__TASK DATA__:

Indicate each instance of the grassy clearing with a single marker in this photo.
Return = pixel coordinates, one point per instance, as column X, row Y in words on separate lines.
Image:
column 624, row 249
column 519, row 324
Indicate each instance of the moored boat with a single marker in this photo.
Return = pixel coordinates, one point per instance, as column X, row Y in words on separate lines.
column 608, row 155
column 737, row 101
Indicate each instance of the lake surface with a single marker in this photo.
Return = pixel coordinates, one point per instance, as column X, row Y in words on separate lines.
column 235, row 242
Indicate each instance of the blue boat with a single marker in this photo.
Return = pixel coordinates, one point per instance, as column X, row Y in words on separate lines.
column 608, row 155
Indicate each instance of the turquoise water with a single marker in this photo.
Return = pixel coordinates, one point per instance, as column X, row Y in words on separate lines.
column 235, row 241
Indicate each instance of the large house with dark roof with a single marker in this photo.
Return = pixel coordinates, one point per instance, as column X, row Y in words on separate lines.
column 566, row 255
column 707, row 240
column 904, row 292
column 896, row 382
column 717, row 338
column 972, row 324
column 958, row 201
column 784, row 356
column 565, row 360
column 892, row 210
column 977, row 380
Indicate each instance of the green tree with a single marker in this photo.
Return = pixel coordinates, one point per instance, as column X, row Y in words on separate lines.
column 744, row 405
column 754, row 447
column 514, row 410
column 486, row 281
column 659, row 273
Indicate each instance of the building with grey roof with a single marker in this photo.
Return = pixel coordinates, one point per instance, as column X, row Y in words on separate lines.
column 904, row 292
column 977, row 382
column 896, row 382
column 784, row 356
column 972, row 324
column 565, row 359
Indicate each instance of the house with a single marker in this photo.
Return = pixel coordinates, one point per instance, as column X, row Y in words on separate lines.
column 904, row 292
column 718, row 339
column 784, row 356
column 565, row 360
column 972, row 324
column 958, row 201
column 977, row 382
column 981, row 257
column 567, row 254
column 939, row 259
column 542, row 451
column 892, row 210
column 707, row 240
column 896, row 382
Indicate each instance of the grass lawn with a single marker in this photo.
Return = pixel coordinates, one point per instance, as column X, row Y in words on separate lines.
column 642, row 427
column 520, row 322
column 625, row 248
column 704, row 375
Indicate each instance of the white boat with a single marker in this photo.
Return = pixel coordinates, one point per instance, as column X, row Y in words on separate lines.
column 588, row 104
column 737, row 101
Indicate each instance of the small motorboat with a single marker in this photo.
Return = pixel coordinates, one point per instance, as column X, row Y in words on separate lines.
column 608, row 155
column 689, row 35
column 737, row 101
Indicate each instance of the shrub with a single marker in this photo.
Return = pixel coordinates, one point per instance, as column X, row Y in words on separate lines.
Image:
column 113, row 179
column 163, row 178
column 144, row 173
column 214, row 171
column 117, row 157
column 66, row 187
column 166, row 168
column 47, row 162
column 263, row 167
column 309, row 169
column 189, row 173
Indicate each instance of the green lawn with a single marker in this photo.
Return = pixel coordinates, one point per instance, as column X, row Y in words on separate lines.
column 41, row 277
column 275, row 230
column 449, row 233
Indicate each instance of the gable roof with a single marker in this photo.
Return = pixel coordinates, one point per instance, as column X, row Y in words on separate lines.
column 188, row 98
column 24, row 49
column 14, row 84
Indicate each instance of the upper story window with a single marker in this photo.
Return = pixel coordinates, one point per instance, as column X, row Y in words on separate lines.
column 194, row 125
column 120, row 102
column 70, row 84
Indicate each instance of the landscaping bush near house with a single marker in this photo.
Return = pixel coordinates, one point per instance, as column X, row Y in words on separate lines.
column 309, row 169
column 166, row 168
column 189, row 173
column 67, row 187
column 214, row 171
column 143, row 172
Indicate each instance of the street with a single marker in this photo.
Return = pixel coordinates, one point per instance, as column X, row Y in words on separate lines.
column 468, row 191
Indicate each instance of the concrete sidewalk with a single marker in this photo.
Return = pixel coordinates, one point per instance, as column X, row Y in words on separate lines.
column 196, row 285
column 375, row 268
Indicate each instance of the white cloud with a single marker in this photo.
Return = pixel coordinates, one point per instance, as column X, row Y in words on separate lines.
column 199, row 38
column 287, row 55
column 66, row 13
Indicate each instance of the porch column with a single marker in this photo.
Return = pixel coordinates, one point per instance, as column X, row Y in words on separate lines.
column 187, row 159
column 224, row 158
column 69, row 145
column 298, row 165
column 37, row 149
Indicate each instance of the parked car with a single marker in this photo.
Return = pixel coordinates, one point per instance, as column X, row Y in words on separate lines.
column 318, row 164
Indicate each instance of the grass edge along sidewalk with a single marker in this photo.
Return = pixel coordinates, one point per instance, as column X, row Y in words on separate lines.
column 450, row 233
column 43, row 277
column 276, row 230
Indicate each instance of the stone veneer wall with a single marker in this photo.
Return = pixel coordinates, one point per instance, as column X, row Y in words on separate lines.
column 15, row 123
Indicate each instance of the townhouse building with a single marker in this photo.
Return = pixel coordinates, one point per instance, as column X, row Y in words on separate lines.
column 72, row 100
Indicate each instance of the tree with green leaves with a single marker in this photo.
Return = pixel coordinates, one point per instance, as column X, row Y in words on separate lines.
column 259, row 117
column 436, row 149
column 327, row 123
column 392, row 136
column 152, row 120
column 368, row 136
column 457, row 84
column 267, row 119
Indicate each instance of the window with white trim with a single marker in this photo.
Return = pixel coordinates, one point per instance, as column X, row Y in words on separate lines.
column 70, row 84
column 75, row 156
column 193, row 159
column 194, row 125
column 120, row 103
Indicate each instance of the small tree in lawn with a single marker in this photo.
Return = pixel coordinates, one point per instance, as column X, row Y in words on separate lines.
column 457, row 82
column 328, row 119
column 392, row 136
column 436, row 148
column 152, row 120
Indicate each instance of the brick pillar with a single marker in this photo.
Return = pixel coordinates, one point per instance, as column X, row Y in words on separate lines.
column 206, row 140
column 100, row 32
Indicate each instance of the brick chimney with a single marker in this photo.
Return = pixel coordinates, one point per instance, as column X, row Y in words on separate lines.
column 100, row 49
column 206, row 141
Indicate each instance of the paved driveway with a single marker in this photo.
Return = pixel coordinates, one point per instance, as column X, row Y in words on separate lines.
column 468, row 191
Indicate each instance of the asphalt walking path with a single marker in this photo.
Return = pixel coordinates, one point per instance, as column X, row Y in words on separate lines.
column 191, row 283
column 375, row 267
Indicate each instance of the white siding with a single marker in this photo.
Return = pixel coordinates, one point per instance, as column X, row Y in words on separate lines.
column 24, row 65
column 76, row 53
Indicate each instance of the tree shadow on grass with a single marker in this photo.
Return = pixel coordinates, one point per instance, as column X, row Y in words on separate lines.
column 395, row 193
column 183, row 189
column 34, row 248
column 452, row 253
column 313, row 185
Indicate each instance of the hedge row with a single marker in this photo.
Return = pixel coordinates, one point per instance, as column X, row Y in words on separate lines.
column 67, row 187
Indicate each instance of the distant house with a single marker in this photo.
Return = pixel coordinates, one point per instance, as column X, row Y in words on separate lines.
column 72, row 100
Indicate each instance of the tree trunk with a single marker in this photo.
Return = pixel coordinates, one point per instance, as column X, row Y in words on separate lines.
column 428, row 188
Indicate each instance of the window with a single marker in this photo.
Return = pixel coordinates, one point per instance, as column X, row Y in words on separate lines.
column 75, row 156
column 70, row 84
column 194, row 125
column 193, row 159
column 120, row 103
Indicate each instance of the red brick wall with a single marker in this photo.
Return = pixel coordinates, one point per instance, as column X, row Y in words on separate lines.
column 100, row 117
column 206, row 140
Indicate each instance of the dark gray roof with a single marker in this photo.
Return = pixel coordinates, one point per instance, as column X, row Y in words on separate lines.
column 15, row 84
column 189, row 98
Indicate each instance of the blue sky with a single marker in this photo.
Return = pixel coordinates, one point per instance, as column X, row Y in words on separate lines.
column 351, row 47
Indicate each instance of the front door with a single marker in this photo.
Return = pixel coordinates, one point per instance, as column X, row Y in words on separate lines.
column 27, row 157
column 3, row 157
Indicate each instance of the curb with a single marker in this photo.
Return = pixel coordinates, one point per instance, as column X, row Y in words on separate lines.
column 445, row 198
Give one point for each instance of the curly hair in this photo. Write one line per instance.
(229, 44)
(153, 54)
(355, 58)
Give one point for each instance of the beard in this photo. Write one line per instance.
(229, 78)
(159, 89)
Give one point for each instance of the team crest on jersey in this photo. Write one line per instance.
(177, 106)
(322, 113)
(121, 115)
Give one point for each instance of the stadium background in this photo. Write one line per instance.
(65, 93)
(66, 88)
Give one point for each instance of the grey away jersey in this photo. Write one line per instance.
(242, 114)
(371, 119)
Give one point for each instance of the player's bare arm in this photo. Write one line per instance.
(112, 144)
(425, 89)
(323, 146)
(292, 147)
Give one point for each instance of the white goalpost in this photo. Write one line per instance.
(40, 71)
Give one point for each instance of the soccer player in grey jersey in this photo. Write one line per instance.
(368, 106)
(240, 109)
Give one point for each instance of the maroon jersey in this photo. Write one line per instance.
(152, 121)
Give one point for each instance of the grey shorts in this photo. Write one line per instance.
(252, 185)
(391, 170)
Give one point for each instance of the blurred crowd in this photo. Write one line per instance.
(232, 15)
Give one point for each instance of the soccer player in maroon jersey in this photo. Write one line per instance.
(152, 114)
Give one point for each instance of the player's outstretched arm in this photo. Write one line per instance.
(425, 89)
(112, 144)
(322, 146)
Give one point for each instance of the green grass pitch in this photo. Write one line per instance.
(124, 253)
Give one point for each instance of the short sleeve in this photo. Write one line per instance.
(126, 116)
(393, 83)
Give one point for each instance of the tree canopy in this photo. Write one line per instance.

__REQUIREMENT__: Reproduce, word for word, the part of the items above that opens with the line containing "Indicate each instance of the lake" and closes with the line containing "column 235, row 241", including both of those lines.

__RESPONSE__:
Indicate each instance of the lake surface with a single marker in this photo.
Return = pixel coordinates, one point per instance, as column X, row Y in words on separate lines.
column 235, row 242
Indicate each instance of the blue boat with a single marker in this photo.
Return = pixel coordinates, one point per instance, as column X, row Y in words on separate lines.
column 608, row 155
Indicate each instance of the turquoise water with a single marker in this photo.
Return = pixel coordinates, one point per instance, as column X, row Y in words on separate lines.
column 235, row 241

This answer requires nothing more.